◆ **Extract**
********************
We spent our last night aboard after taking down the mast and getting the boat ready to be trailered in the morning. We celebrated with a dinner of Subway (that we picked up on the way in Gananoque) and some chilled Champagne. We were enjoying sitting out in the cockpit in the evening until about 9pm when we suddenly got attacked by hundreds of mosquitoes. We had forgotten how bad mosquitoes get here in Canada and quickly moved below and put up the bug nets.
The next morning we visited our sailing Guru Phil and had a leisurely breakfast before meeting my dad at the docks. We pulled Second Wind out of the water and gave her an inspection. Besides the scummy bottom and dirty hull, she had a few dings but happily no serious damage. We had coffee with a family friend before taking the 401 to Brockville than the familiar route home. It didn't seem like we had been gone for over 9 months as we pulled into the driveway. After a quick lunch we started the clean-up. No one could believe the amount of stuff we took off the boat. The lawn was covered, the backroom floor was covered and the kitchen table was full. Two days later we had the boat shining again, the stuff sorted and stored and a new to do list.
We are now enjoying showers, television, home cooked meals, refrigeration, two ply toilet paper and standing head room!!
Both Sal and I have learned so much about sailing, about each other and about the places we've visited along the way. For myself, I can say that I’ve become more relaxed and less stressed and live more in the moment. It will probably be a little difficult to get back into the swing of things and back on North American time but we are both looking forward to starting our careers and living the landlubber lifestyle.
Thank you for following along on our journey with us.
Thursday, June 30, 2011
Homeward Bound
(Written Monday, July 27th)
As I write this post we are about 10 miles from Oswego, NY and about 45 miles from Kingston, ON. It’s been a busy and long week as we have transited part of the Erie canal and all of the Oswego canal. We were raised or lowered through a total of 30 locks in the four days it took us to make it from Waterford to Oswego.
I really like going through the canals. The scenery is beautiful and it was quiet and tranquil. Every so often we would go through a small town and see civilization. The locks are fun and a welcome break from miles of motoring. There are places to tie up usually at each lock, and aside from the $25 for a 10-day pass, there are no other docking fees (unless you want to stay at one of the few marinas along the way). The only thing that was not so attractive was that it rained for all 4 days we were in the canals. As hardcore fair-weather sailors we found this less than desirable. But besides complaining every once in a while, we sucked it up and endured the damp and dreary weather. If the weather had of been nice, we would have probably lingered a little longer and explored some of the town/cities along the way. To do the distance that we did in the four days, most of our days began before 7am and we were on the go for about 12 hours before we tied up for the night.
********************
◆ **Task instructions**
A: Answer these from the sailing blog:
(i) What did the two of them have for dinner on their last night aboard?
(ii) How many locks did they pass through between Waterford and Oswego?
(iii) How much does the 10-day canal pass cost?
B: Replace "Champagne" with "wine" in the sailing blog, then write out the passage between "We spent our" and "the bug nets.", inclusive.
C: How would the sailing blog go on? Write its next part, starting after its final sentence.
The items that follow are separate material from the sailing blog.

◆ **Point annotation items**
********************
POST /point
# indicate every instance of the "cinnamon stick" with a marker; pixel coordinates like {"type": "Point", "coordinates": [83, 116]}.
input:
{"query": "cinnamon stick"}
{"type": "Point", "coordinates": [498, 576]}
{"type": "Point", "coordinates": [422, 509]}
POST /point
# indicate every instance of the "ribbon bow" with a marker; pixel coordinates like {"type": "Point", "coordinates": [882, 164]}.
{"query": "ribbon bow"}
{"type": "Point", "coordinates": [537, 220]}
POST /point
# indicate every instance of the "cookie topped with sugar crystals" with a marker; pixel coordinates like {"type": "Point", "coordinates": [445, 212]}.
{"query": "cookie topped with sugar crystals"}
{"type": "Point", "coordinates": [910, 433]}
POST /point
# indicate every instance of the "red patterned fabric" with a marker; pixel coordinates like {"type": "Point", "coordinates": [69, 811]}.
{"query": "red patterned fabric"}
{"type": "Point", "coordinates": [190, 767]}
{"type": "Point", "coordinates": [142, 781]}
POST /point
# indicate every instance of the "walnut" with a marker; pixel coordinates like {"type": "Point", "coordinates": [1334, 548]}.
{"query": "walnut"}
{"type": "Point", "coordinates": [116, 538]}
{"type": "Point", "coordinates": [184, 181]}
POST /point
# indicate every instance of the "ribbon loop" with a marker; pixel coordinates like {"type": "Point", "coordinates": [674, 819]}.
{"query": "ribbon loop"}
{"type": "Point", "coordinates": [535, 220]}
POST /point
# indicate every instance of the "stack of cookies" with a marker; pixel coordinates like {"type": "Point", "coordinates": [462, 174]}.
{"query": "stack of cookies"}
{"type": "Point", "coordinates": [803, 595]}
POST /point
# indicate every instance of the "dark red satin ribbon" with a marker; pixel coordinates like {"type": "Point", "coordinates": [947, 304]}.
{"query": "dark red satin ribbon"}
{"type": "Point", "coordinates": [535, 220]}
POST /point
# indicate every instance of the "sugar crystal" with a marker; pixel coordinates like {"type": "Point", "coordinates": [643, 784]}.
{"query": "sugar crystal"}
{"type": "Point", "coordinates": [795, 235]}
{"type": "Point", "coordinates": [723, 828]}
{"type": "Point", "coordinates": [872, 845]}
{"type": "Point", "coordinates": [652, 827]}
********************
◆ **Answers for this exercise**
A:
(i) Subway and some chilled Champagne
(ii) 30
(iii) $25

B:
We spent our last night aboard after taking down the mast and getting the boat ready to be trailered in the morning. We celebrated with a dinner of Subway (that we picked up on the way in Gananoque) and some chilled wine. We were enjoying sitting out in the cockpit in the evening until about 9pm when we suddenly got attacked by hundreds of mosquitoes. We had forgotten how bad mosquitoes get here in Canada and quickly moved below and put up the bug nets.

C:
The current is strong this time as a result of the high water levels. There was also a lot of debris in the canal due to the high water levels earlier in the spring. Logs, branches and sometimes whole trees were obstacles which we had to avoid. The water was quite turbulent as we entered the locks if they were close to dams. Some lock tenders were talking about the possibility that the locks may get shut down again because the water levels were so high. But luckily we got through with no problems, and the rain diminished.
This morning we raised the mast and turned the boat back into a sailboat. I’m not sure if the mast has gotten heavier, or we’ve gotten weaker, but it took a little more heaving than I remember to lift the mast up. Or perhaps we’ve just forgotten how heavy it was to begin with. But after a brief struggle, some grunting and straining of muscles, it was up. It only took us about 1 ½ hours total to get everything set up and ready to go.
(steamboat)
We finally saw the sun this morning and the temperatures are predicted to be in the mid 80’s. Unfortunately there isn’t going to be any wind, we were looking forward to a good day’s sail, but maybe tomorrow. As we motored out into Lake Ontario we were both looking forward to closing the loop and setting foot back onto Canadian soil.
We are planning to anchor the night at Main Duck Island (about ½ way to Kingston). That way we can head out early on Tuesday and arrive in Kingston, giving us lots of time to clear back into Canada, walk around and celebrate. We then plan on heading for Mallorytown Landing, the place where we launched the boat, and get the boat taken out maybe on Thursday, if all goes to plan.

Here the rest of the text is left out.